◆ **Passage shown**:
[Start]

With Chef, Favreau returned to smaller-scale filmmaking: Instead of the Marvel cinematic universe, Chef takes place inside the recesses of Favreau's brain, where he's constantly hooking up with gorgeous actresses. Did we mention he wrote the screenplay himself?
Suddenly a guy in flying armor seems pretty feasible.
Favreau plays the head chef of a swanky restaurant who's asked by the owner to put his creative ideas to the side and just serve the same old bullshit. Not surprisingly, this leads to the chef being bitched out by a critic. It's a blatant metaphor for the studio interfering in the poorly received Iron Man 2 -- although instead of mediocre restaurant food, a steaming bag of goat urine right in the face might have been a slightly more accurate metaphor. And in case all of this is too subtle for you, halfway through the movie, Iron Man himself shows up.
Favreau ends up going out on his own, serving delicious grub from an old food truck, with no corporate interference. You know, no marvelous corporate interference. The truck is a metaphor for this movie, is our point. In the end, the success of the food truck leads him back to critical acclaim and financial success ... which is a pretty ballsy move, considering that he's essentially predicting how everyone's going to love his new movie in the middle of the goddamn movie. Unless he was talking about that other post-Iron Man film of his?
The Prestige Is About How Much Chris Nolan Hates CGI
The Prestige is an underrated Christopher Nolan mind-bender about two old-timey magicians (Christian Bale and Hugh Jackman) who hate each other's guts.

[End]

◆ **Data**:

[Start]

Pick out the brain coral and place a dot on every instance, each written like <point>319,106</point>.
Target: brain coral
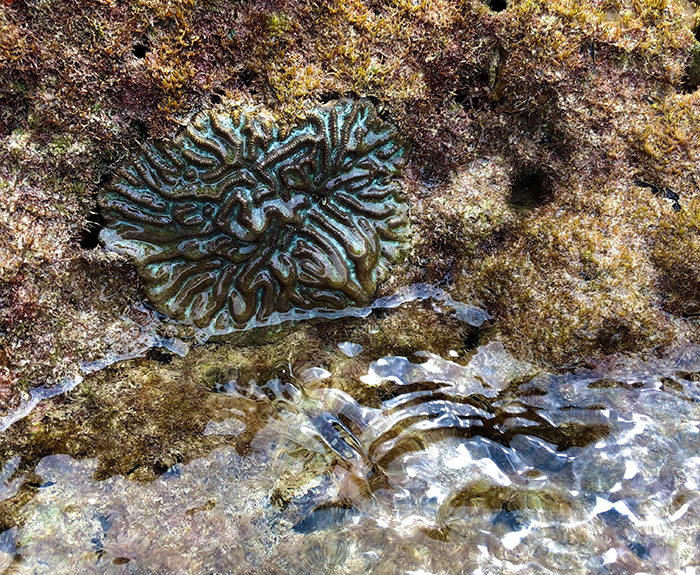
<point>236,223</point>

[End]

◆ **Given instruction 1**:
In the passage about Favreau's film Chef, what does the chef serve food from after he goes out on his own?
◆ **Given instruction 2**:
Copy from the passage about Favreau's film Chef the stretch from "With Chef, Favreau" through "the screenplay himself?".

◆ **Expected output 1**:
An old food truck.

◆ **Expected output 2**:
With Chef, Favreau returned to smaller-scale filmmaking: Instead of the Marvel cinematic universe, Chef takes place inside the recesses of Favreau's brain, where he's constantly hooking up with gorgeous actresses. Did we mention he wrote the screenplay himself?